Exercise description:
The full set of records below is to be reproduced without a single alteration.

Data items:
|---|

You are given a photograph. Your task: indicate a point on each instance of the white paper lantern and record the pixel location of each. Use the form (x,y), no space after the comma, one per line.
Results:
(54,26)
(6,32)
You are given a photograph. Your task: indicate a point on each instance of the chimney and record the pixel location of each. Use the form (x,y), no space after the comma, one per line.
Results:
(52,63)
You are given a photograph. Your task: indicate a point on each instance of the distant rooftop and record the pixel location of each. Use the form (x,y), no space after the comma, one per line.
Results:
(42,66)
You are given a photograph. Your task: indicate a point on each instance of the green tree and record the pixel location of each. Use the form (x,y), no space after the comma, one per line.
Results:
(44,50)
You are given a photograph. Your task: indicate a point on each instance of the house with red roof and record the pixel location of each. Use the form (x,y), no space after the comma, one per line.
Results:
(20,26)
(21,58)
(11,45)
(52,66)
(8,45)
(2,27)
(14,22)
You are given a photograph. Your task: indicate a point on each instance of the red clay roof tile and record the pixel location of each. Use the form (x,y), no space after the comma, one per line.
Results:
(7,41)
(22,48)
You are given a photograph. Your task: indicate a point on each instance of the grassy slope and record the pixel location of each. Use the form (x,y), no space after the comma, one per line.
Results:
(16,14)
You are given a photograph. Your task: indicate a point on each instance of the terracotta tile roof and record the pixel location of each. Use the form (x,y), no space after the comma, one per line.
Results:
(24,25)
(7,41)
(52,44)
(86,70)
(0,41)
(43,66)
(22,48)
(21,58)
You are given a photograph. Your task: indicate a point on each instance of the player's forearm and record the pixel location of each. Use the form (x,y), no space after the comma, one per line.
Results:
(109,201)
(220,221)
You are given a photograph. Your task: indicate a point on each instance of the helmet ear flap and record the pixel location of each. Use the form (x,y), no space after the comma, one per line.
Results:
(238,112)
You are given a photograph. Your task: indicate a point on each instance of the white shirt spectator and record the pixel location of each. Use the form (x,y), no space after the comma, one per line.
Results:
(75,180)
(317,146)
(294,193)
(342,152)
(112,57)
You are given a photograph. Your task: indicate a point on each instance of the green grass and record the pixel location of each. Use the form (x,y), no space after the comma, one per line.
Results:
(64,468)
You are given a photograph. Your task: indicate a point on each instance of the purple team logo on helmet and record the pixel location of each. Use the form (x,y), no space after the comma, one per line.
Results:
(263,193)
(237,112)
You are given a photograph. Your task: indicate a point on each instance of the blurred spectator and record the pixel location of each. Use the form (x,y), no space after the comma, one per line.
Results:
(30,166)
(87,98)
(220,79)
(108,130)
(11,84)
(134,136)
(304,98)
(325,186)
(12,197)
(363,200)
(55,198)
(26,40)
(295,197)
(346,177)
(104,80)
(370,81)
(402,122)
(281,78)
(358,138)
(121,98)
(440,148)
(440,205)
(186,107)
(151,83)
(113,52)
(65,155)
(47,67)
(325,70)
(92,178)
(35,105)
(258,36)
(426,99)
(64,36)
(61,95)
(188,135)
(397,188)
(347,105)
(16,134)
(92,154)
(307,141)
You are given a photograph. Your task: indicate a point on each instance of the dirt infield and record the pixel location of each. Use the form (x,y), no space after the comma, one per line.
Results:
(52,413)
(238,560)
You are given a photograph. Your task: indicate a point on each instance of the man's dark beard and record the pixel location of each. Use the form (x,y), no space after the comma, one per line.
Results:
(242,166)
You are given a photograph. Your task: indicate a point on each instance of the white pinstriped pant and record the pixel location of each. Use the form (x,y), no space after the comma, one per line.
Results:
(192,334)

|---|

Answer to the exercise:
You are given a photograph. Your task: indicate a point on each instance of the white paper lantern and record the pixel location of each. Use the form (x,y), no space after the comma, one per line.
Results:
(54,26)
(6,32)
You are given a photograph. Your task: indicate a point on each instance of the chimney and record the pixel location of each. Use the form (x,y), no space after the comma, one per line.
Results:
(52,63)
You are given a photograph. Your task: indicate a point on each instance of the distant rooftop and record the pixel location of each. Use the form (x,y), no space after the comma, one per line.
Results:
(42,66)
You are given a photograph. Your task: indicate a point on each instance of the green tree and record the pixel location of each. Use the form (x,y), no space after the comma, one per line.
Results:
(44,50)
You are given a photograph. Your task: indicate a point on each instance of the house with red roof and record the pixel location of each. Use the form (x,y), no space after the comma, one per line.
Results:
(20,26)
(21,58)
(11,45)
(52,66)
(8,45)
(2,27)
(14,22)
You are given a photograph. Your task: indicate a point on each instance of the red clay roof tile and record the pixel location of each. Use the form (x,y), no space after the comma, one per line.
Results:
(7,41)
(22,48)
You are given a photograph. Your task: indicate a point on each instance of the grassy slope and record the pixel location of each. Use the form (x,y), no space after the comma, one per line.
Results:
(16,14)
You are given a photograph. Your task: indicate a point on each instance of the terracotta tile roof and record the pixel location of each. Use the form (x,y), no space after the comma, one per line.
Results:
(24,25)
(7,41)
(52,44)
(86,70)
(0,41)
(43,66)
(22,48)
(21,58)
You are given a photograph. Your task: indicate a point on each instance of the player's forearm and record the pixel location of each. Use the form (x,y), no space after the comma, one per line.
Results:
(109,201)
(220,221)
You are given a photograph. Your task: indicate a point on each instance of the helmet ear flap and record the pixel location of each. Use the form (x,y), no space after the comma, one per line.
Results:
(238,112)
You are given a photograph. Your task: indicate a point on each instance of the white shirt spectator and record the pixel location of each. Use the form (x,y), no space after the comma, one per line.
Results:
(75,180)
(317,146)
(294,193)
(342,152)
(112,57)
You are given a photograph. Your task: indicate a point on each instance of the green grass and record the pixel location of each. Use the form (x,y), no space after the comma, one per line.
Results:
(64,468)
You are given a photograph. Your task: indicate a point on each instance of the purple team logo on helmet and record the pixel location of each. Use the form (x,y), no space after the comma, one per line.
Results:
(263,193)
(237,112)
You are given a photograph. Your task: indicate a point on each instance of the blurred spectator and record the pixel location of each. Use the form (x,y), no space after the comma, one per line.
Results:
(30,166)
(87,98)
(220,79)
(108,130)
(11,84)
(134,136)
(304,98)
(325,186)
(12,197)
(363,200)
(55,198)
(26,40)
(295,197)
(346,177)
(104,80)
(370,81)
(402,122)
(281,78)
(358,138)
(121,98)
(440,148)
(440,205)
(186,107)
(151,83)
(113,52)
(65,155)
(47,67)
(325,70)
(92,178)
(35,105)
(258,36)
(426,99)
(64,36)
(61,95)
(188,135)
(397,188)
(347,105)
(16,134)
(92,154)
(307,141)
You are given a photograph. Your task: indicate a point on each instance of the dirt infield and record the pixel location of each. Use the form (x,y), no space after the comma, one per line.
Results:
(52,413)
(238,560)
You are given a photograph. Your task: indicate a point on each instance of the man's dark beard and record the pixel location of each. Use the form (x,y), no space after the comma, one per line.
Results:
(242,166)
You are given a photograph. Your task: indicate a point on each instance of the white pinstriped pant and record the pixel location of each. Use the form (x,y), no space after the comma, one per line.
Results:
(192,334)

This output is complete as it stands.